(WHAT THE EXERCISE ASKS): Every entry, start to finish, should be printed verbatim without pictures.
Start of DATA TO PROCESS
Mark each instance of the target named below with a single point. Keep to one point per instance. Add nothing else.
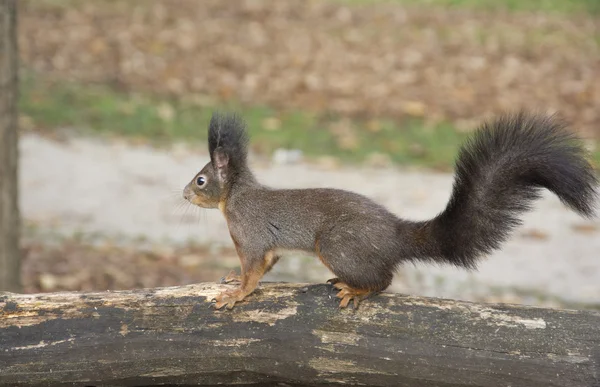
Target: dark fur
(499, 173)
(228, 133)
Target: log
(10, 218)
(289, 334)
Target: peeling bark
(292, 334)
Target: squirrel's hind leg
(347, 293)
(357, 277)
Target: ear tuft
(227, 133)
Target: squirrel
(499, 172)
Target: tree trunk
(290, 334)
(10, 260)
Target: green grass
(99, 110)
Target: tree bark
(293, 334)
(10, 260)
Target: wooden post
(293, 334)
(10, 259)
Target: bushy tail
(499, 173)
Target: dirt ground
(442, 64)
(103, 215)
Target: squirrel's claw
(231, 277)
(347, 294)
(227, 298)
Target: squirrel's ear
(221, 161)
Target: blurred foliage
(374, 61)
(563, 6)
(98, 109)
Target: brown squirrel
(498, 174)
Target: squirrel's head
(228, 147)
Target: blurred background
(372, 96)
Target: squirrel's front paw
(231, 277)
(228, 298)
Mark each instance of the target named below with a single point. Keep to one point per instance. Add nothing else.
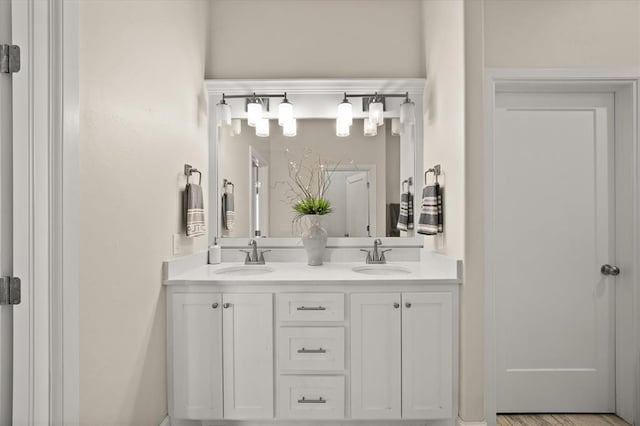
End of DATA TO PROCESS
(SOLUTION FOR THIS EXERCISE):
Mark each instance of the target named below with a single point. Keep to one point per instance. Add nothing else.
Target: dark fur
(499, 173)
(228, 133)
Target: log
(10, 218)
(289, 334)
Target: peeling bark
(292, 334)
Target: squirrel's hind leg
(347, 293)
(357, 277)
Target: ear tuft
(227, 133)
Target: squirrel
(499, 172)
Target: tree trunk
(290, 334)
(10, 260)
Target: green grass
(99, 110)
Target: tree bark
(293, 334)
(10, 260)
Target: wooden post
(293, 334)
(10, 259)
Target: bushy tail
(499, 173)
Target: dirt ground
(442, 64)
(103, 215)
Target: squirrel's claw
(231, 277)
(347, 294)
(227, 298)
Target: squirrel's ear
(221, 161)
Target: blurred foliage
(374, 61)
(563, 6)
(98, 109)
Target: brown squirrel
(498, 174)
Target: squirrel's head
(228, 147)
Target: blurred background
(372, 96)
Target: squirrel's front paw
(231, 277)
(228, 298)
Mark each instance of the target named below with a single point. Keep to one point per instance. Add nothing else.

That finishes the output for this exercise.